# Exercise requirements
In the listing below, count the lines containing the string "clicks" and state only the number.

# Records to use
+++

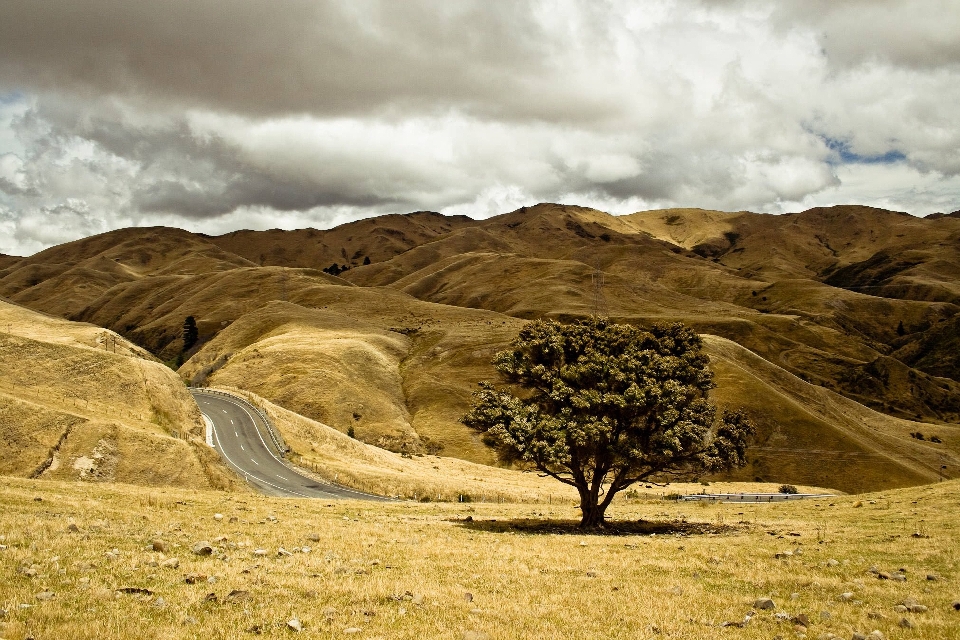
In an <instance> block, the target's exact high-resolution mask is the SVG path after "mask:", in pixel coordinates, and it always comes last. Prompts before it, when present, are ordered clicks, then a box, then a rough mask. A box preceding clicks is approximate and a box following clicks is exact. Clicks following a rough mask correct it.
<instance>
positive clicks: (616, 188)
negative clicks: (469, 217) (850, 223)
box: [0, 0, 960, 255]
mask: <svg viewBox="0 0 960 640" xmlns="http://www.w3.org/2000/svg"><path fill="white" fill-rule="evenodd" d="M958 33H960V0H917V1H911V0H904V1H900V2H894V1H887V0H771V1H769V2H763V1H761V0H744V1H742V2H739V1H736V0H700V1H696V0H684V1H679V0H678V1H670V0H662V1H660V0H643V1H642V2H641V1H639V0H635V1H633V2H625V1H623V2H622V1H620V0H582V1H579V2H577V1H563V0H555V1H553V0H549V1H547V0H545V1H533V0H531V1H529V2H490V1H489V0H477V1H475V2H474V1H469V0H436V1H433V2H420V1H418V0H403V1H402V2H397V1H394V0H386V1H382V2H380V1H376V0H343V1H342V2H333V1H331V2H327V1H321V0H283V1H282V2H266V1H258V2H254V1H251V0H235V1H232V2H225V1H223V0H165V1H164V2H124V1H120V0H70V1H69V2H64V1H63V0H23V1H19V2H16V1H12V2H3V3H0V252H3V253H8V254H16V255H29V254H31V253H34V252H36V251H38V250H40V249H42V248H45V247H48V246H51V245H53V244H58V243H61V242H65V241H68V240H73V239H76V238H79V237H83V236H87V235H91V234H94V233H100V232H102V231H107V230H110V229H115V228H119V227H125V226H136V225H154V224H164V225H171V226H178V227H183V228H186V229H190V230H194V231H203V232H207V233H223V232H227V231H231V230H234V229H240V228H254V229H266V228H275V227H280V228H288V229H292V228H300V227H307V226H313V227H317V228H325V227H330V226H334V225H336V224H339V223H342V222H345V221H348V220H352V219H356V218H360V217H366V216H371V215H377V214H381V213H405V212H409V211H416V210H422V209H429V210H434V211H441V212H443V213H449V214H453V213H458V214H467V215H470V216H473V217H476V218H481V217H487V216H490V215H494V214H497V213H503V212H506V211H510V210H513V209H515V208H517V207H520V206H523V205H529V204H533V203H536V202H542V201H551V202H564V203H572V204H582V205H588V206H594V207H597V208H599V209H603V210H605V211H609V212H611V213H628V212H633V211H638V210H643V209H652V208H661V207H671V206H683V207H704V208H717V209H723V210H741V209H747V210H752V211H765V212H770V213H781V212H786V211H799V210H802V209H805V208H808V207H810V206H816V205H823V204H840V203H862V204H868V205H873V206H879V207H885V208H890V209H897V210H901V211H908V212H910V213H913V214H915V215H925V214H928V213H932V212H935V211H944V212H949V211H954V210H957V209H960V106H958V105H960V37H958V36H957V34H958Z"/></svg>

+++

# Expected answer
3